[[ Records to process, beginning ]]
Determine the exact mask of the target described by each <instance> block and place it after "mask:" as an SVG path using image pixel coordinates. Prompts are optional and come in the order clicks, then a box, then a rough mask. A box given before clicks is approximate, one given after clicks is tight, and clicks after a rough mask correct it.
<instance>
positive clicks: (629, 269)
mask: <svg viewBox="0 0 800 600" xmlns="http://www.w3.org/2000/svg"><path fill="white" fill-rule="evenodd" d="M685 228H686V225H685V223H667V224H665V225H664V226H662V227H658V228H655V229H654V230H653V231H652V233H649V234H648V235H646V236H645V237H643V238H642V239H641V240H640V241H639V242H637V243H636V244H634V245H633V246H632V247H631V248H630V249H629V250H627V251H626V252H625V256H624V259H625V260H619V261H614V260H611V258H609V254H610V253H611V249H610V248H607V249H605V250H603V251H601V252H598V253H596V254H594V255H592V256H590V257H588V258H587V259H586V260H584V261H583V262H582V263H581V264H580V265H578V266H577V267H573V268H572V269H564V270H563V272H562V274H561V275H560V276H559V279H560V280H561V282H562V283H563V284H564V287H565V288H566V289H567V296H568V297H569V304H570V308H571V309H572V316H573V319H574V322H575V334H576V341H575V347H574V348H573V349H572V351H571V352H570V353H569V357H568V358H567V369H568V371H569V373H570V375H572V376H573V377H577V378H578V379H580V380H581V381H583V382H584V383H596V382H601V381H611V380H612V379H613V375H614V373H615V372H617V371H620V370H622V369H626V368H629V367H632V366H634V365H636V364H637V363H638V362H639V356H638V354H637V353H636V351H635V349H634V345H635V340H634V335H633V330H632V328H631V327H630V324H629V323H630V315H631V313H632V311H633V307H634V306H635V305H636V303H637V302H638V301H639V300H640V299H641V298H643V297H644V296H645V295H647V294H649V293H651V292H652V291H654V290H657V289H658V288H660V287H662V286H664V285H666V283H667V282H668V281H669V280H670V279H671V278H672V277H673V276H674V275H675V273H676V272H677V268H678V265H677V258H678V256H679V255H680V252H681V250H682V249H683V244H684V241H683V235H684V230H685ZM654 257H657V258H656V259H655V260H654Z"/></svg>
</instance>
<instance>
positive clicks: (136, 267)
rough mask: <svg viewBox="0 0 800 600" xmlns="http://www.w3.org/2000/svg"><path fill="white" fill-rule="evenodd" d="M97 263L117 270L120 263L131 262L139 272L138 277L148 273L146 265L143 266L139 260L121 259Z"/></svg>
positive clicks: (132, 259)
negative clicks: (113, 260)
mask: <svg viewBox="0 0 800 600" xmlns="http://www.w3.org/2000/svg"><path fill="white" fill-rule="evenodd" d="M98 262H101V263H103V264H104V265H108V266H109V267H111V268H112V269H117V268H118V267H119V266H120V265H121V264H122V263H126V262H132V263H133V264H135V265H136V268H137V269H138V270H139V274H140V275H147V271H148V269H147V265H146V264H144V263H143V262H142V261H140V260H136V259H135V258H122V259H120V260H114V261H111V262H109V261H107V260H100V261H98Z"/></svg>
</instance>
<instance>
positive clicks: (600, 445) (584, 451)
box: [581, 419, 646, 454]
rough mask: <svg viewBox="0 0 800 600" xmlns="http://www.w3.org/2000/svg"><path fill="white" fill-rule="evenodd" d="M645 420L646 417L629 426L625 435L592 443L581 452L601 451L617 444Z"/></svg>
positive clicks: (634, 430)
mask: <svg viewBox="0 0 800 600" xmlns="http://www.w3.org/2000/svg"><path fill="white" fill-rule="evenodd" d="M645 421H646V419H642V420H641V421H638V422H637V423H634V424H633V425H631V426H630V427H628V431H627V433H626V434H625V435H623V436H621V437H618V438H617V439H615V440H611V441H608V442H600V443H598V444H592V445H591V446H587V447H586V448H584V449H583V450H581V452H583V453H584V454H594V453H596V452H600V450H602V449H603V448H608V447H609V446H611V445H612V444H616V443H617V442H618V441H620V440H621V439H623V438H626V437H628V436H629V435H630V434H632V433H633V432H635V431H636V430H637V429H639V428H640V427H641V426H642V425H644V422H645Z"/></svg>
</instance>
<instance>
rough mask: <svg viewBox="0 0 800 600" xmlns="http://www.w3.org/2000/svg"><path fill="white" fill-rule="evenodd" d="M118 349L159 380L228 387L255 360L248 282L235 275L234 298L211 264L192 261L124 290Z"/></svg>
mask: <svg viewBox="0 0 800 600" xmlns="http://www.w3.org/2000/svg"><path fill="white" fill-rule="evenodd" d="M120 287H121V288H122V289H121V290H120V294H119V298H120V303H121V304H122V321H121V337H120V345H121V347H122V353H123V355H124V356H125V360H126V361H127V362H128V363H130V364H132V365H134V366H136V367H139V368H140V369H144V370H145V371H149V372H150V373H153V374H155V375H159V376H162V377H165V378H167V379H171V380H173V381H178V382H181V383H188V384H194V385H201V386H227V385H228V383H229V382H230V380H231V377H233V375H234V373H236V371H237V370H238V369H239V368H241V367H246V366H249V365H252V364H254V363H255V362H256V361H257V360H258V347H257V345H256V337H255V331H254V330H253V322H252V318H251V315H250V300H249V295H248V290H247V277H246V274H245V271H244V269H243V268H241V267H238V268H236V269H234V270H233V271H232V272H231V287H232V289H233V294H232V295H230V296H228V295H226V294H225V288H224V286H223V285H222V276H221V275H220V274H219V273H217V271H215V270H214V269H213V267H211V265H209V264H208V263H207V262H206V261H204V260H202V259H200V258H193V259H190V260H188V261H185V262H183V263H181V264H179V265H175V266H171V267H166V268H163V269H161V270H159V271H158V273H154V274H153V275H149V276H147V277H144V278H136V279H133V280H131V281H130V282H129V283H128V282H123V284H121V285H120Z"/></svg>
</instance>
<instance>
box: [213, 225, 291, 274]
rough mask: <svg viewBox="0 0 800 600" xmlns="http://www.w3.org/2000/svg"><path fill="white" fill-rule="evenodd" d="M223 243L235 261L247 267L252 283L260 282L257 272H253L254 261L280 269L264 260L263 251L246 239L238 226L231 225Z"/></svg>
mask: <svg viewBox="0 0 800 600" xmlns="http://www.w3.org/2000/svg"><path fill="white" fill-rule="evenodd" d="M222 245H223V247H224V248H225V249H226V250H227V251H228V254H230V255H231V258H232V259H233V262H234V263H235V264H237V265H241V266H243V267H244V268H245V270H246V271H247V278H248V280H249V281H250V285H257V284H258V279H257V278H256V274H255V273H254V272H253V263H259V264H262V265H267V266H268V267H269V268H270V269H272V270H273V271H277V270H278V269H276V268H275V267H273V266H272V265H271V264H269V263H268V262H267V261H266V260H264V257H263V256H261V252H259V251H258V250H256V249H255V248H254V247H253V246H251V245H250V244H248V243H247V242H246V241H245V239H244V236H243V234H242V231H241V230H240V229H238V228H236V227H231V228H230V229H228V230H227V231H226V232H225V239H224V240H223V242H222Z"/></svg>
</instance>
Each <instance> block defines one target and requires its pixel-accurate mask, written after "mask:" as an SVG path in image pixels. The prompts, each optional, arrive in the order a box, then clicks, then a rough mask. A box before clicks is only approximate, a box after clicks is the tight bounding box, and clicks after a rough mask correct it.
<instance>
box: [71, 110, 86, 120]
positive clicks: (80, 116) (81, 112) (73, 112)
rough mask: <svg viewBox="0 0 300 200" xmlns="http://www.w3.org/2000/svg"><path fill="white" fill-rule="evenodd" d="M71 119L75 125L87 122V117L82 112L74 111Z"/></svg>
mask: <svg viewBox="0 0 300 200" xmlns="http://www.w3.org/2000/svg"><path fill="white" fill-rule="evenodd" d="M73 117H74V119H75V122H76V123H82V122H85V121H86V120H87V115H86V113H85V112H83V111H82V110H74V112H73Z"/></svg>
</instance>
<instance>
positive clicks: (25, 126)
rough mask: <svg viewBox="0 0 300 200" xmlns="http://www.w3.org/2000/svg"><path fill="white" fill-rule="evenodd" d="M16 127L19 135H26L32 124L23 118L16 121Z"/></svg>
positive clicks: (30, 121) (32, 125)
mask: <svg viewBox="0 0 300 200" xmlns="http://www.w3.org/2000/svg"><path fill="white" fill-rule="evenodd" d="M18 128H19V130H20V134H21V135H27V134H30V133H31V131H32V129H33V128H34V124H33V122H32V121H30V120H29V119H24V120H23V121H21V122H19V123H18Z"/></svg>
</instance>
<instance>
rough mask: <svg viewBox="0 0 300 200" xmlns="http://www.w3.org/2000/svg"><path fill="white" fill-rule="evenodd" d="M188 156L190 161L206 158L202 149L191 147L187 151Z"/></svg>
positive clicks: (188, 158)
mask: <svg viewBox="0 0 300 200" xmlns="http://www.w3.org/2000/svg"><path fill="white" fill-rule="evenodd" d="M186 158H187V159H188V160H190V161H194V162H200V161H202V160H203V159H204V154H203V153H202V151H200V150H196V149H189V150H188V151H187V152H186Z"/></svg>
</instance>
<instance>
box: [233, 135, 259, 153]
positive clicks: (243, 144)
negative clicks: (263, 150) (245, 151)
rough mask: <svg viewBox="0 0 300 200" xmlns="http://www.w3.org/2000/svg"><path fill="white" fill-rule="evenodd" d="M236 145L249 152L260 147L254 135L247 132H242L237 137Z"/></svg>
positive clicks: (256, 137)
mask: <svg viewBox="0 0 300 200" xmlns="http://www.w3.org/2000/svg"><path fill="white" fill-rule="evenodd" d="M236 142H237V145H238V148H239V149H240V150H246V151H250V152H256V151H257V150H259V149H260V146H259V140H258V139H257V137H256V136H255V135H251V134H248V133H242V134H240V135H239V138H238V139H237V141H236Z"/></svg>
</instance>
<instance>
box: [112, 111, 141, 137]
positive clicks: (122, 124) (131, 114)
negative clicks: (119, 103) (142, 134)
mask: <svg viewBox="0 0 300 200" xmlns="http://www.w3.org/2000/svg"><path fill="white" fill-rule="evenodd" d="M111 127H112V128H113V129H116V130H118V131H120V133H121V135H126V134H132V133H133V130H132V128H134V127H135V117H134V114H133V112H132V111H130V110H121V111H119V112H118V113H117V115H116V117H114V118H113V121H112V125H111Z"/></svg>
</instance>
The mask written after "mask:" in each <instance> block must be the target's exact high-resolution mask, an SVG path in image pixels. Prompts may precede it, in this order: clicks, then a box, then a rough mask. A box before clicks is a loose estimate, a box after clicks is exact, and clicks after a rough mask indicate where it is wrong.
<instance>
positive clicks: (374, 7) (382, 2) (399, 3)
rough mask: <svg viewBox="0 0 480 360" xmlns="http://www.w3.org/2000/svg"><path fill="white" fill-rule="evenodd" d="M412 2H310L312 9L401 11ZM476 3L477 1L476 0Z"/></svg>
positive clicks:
[[ Records to process, end ]]
» **Required work**:
In the data above, which lines lie between the line with "positive clicks: (132, 259)" and the line with "box: [581, 419, 646, 454]", inclusive? Print those lines exactly and nothing else.

» **Answer for the task**:
positive clicks: (132, 259)
negative clicks: (113, 260)
mask: <svg viewBox="0 0 800 600" xmlns="http://www.w3.org/2000/svg"><path fill="white" fill-rule="evenodd" d="M98 262H101V263H103V264H104V265H108V266H109V267H111V268H112V269H117V268H118V267H119V266H120V265H121V264H122V263H126V262H132V263H133V264H135V265H136V268H137V269H138V270H139V274H140V275H147V271H148V269H147V265H146V264H144V263H143V262H142V261H140V260H136V259H135V258H122V259H120V260H114V261H111V262H109V261H107V260H100V261H98Z"/></svg>
</instance>
<instance>
positive clicks: (600, 445) (584, 451)
box: [581, 419, 646, 454]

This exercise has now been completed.